→ **Given problem**: Reproduce the data below word for word, leaving out the pictures.

→ **Records supplied**:

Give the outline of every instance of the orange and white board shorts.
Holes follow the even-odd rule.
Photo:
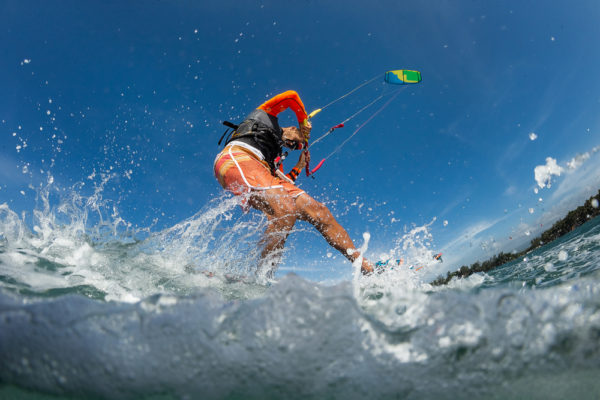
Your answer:
[[[284,189],[292,198],[304,193],[296,185],[273,176],[265,161],[240,146],[225,147],[217,155],[214,168],[221,186],[235,195],[277,188]]]

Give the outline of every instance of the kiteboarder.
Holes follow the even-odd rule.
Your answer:
[[[277,116],[288,108],[296,114],[298,128],[279,126]],[[261,240],[261,272],[272,276],[278,255],[298,219],[312,224],[348,260],[353,262],[361,256],[331,211],[294,184],[310,161],[307,145],[312,129],[298,93],[280,93],[252,111],[241,124],[225,124],[234,131],[215,159],[215,176],[224,189],[242,195],[246,207],[267,216],[268,226]],[[281,164],[287,155],[283,147],[303,150],[288,174],[283,173]],[[373,265],[365,258],[361,271],[373,272]]]

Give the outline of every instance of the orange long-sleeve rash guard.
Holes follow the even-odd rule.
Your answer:
[[[306,109],[304,108],[304,104],[302,104],[302,100],[300,100],[300,96],[294,90],[280,93],[258,107],[259,110],[263,110],[274,117],[288,108],[296,114],[298,125],[306,123],[308,114],[306,114]]]

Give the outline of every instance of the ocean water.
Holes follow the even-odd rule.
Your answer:
[[[154,232],[39,198],[0,205],[0,398],[600,398],[600,219],[444,287],[408,268],[427,226],[405,267],[266,281],[235,199]]]

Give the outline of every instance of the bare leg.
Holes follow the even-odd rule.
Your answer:
[[[267,276],[272,275],[277,260],[273,259],[285,245],[287,237],[296,223],[294,199],[283,189],[268,189],[255,192],[249,201],[250,205],[265,213],[268,226],[261,239],[261,259],[267,263]],[[271,264],[271,265],[269,265]]]
[[[308,194],[296,198],[296,209],[298,218],[311,223],[323,235],[330,246],[337,249],[344,257],[354,262],[360,252],[356,250],[348,232],[336,221],[331,211],[322,203],[319,203]],[[350,251],[349,251],[350,250]],[[361,271],[363,274],[373,272],[373,265],[363,258]]]
[[[306,193],[293,199],[283,189],[269,189],[256,192],[250,198],[250,205],[264,212],[269,219],[269,226],[262,240],[263,259],[283,248],[297,218],[312,224],[327,243],[348,260],[354,261],[360,256],[352,239],[335,220],[331,211]],[[373,272],[373,265],[363,259],[361,271],[369,274]]]

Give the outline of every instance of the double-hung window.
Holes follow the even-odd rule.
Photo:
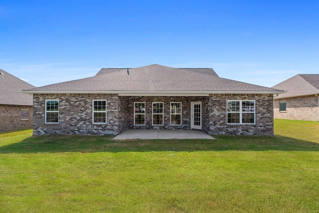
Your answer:
[[[163,125],[164,118],[164,103],[153,102],[152,103],[152,125]]]
[[[45,100],[45,123],[59,123],[59,100]]]
[[[94,124],[106,123],[106,100],[93,100]]]
[[[280,102],[279,103],[279,111],[282,112],[286,112],[286,103]]]
[[[21,110],[21,120],[30,120],[30,110],[28,109]]]
[[[170,125],[181,125],[181,103],[170,103]]]
[[[255,124],[255,101],[227,101],[227,124]]]
[[[134,125],[145,125],[145,103],[134,103]]]

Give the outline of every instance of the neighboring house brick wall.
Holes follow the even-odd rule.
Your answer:
[[[28,120],[21,120],[21,109],[29,110]],[[31,128],[32,111],[31,106],[0,105],[0,131]]]
[[[59,123],[45,124],[45,100],[59,100]],[[107,124],[93,124],[92,101],[107,100]],[[34,94],[33,134],[116,135],[119,133],[117,94]]]
[[[256,101],[256,124],[227,124],[226,103],[230,100]],[[212,94],[209,96],[209,124],[206,131],[210,135],[274,134],[273,96],[270,94]]]
[[[286,112],[279,111],[279,103],[286,103]],[[319,97],[314,95],[275,99],[275,118],[319,121]]]

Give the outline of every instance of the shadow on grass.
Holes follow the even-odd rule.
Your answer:
[[[216,140],[171,139],[114,141],[114,136],[31,136],[0,147],[0,153],[224,151],[319,151],[319,144],[281,136],[214,136]]]

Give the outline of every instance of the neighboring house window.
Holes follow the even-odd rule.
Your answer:
[[[21,110],[21,120],[30,119],[30,110],[28,109]]]
[[[255,101],[227,101],[227,124],[254,124]]]
[[[152,107],[152,117],[153,125],[163,125],[164,117],[162,102],[153,102]]]
[[[59,100],[45,100],[45,123],[59,123]]]
[[[279,103],[279,111],[280,112],[286,112],[286,102]]]
[[[134,103],[134,125],[145,125],[145,103]]]
[[[106,100],[93,100],[93,123],[106,123]]]
[[[170,103],[170,125],[181,125],[181,103]]]

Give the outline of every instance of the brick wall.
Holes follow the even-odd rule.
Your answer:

→ **Finished task**:
Give the outline of every instance of the orange and white board shorts.
Holes follow the even-odd rule.
Photo:
Your answer:
[[[284,189],[292,198],[304,193],[296,185],[273,176],[265,161],[240,146],[225,147],[217,155],[214,168],[221,186],[235,195],[277,188]]]

Give the outline of every instance of the kiteboarder.
Holes follow the even-odd rule.
Your answer:
[[[277,116],[288,108],[296,114],[298,128],[279,126]],[[261,240],[261,272],[272,276],[278,255],[298,219],[312,224],[348,260],[353,262],[361,256],[331,211],[294,184],[310,161],[307,145],[312,129],[298,93],[280,93],[252,111],[241,124],[225,124],[234,131],[215,159],[215,176],[224,189],[242,195],[246,207],[267,216],[268,226]],[[281,164],[287,155],[283,147],[303,150],[288,174],[283,173]],[[373,265],[365,258],[361,271],[373,272]]]

Give the outline of every instance of the orange long-sleeve rash guard.
Holes follow the even-odd rule.
Your answer:
[[[306,109],[304,108],[304,104],[302,104],[302,100],[300,100],[300,96],[294,90],[280,93],[258,107],[259,110],[263,110],[274,117],[288,108],[296,114],[298,125],[306,123],[308,114],[306,114]]]

Give the outline of every instance of the ocean water.
Holes follow the even-odd rule.
Your answer:
[[[154,232],[39,198],[0,205],[0,398],[600,398],[600,219],[444,287],[408,268],[427,226],[405,267],[266,281],[235,199]]]

Give the outline of every instance of the bare leg.
Holes follow the even-odd rule.
Your answer:
[[[267,276],[272,275],[277,260],[273,259],[285,245],[287,237],[296,223],[294,199],[283,189],[268,189],[255,192],[249,201],[250,205],[265,213],[268,226],[261,239],[261,259],[267,263]],[[271,264],[271,265],[269,265]]]
[[[308,194],[296,198],[296,209],[298,218],[311,223],[323,235],[330,246],[337,249],[344,257],[354,262],[360,252],[356,250],[348,232],[336,221],[331,211],[322,203],[319,203]],[[350,251],[349,251],[350,250]],[[361,271],[363,274],[373,272],[373,265],[363,258]]]
[[[306,193],[293,199],[283,189],[269,189],[256,192],[250,198],[250,205],[264,212],[269,219],[269,226],[262,240],[263,259],[283,248],[297,218],[312,224],[327,243],[348,260],[354,261],[360,256],[352,239],[335,220],[331,211]],[[373,272],[373,265],[363,259],[361,271],[369,274]]]

Give the outline of every instance of the double-hung window.
Holes follow the even-odd rule.
Photo:
Your answer:
[[[163,125],[164,118],[164,103],[153,102],[152,103],[152,125]]]
[[[45,100],[45,123],[59,123],[59,100]]]
[[[94,124],[106,123],[106,100],[93,100]]]
[[[280,102],[279,103],[279,111],[282,112],[286,112],[286,103]]]
[[[21,110],[21,120],[30,120],[30,110],[28,109]]]
[[[170,125],[181,125],[181,103],[170,103]]]
[[[255,124],[255,101],[227,101],[227,124]]]
[[[134,125],[145,125],[145,103],[134,103]]]

Give the outline of every instance of the neighboring house brick wall.
Holes follow the even-odd rule.
Your answer:
[[[28,120],[21,120],[21,109],[29,110]],[[31,128],[32,111],[31,106],[0,105],[0,131]]]
[[[59,123],[45,124],[45,100],[59,100]],[[107,124],[93,124],[92,101],[107,100]],[[34,94],[33,134],[116,135],[119,133],[117,94]]]
[[[256,101],[256,124],[227,124],[226,103],[230,100]],[[212,94],[209,96],[209,124],[206,131],[210,135],[274,134],[273,96],[270,94]]]
[[[286,112],[279,111],[279,103],[286,103]],[[319,97],[314,95],[275,99],[275,118],[319,121]]]

Give the outline of every instance of the shadow on grass.
Holes follow the even-odd rule.
Your answer:
[[[216,140],[171,139],[114,141],[114,136],[31,136],[0,147],[0,153],[224,151],[319,151],[319,144],[281,136],[214,136]]]

Give the outline of every instance of the neighboring house window.
Holes follow the even-odd rule.
Your answer:
[[[21,110],[21,120],[30,119],[30,110],[28,109]]]
[[[255,101],[227,101],[227,124],[254,124]]]
[[[152,107],[152,117],[153,125],[163,125],[164,117],[162,102],[153,102]]]
[[[59,100],[45,100],[45,123],[59,123]]]
[[[279,103],[279,111],[280,112],[286,112],[286,102]]]
[[[134,103],[134,125],[145,125],[145,103]]]
[[[106,100],[93,100],[93,123],[106,123]]]
[[[170,103],[170,125],[181,125],[181,103]]]

Give the outline of every instance of the brick wall.
Holes follow the even-odd rule.
Your answer:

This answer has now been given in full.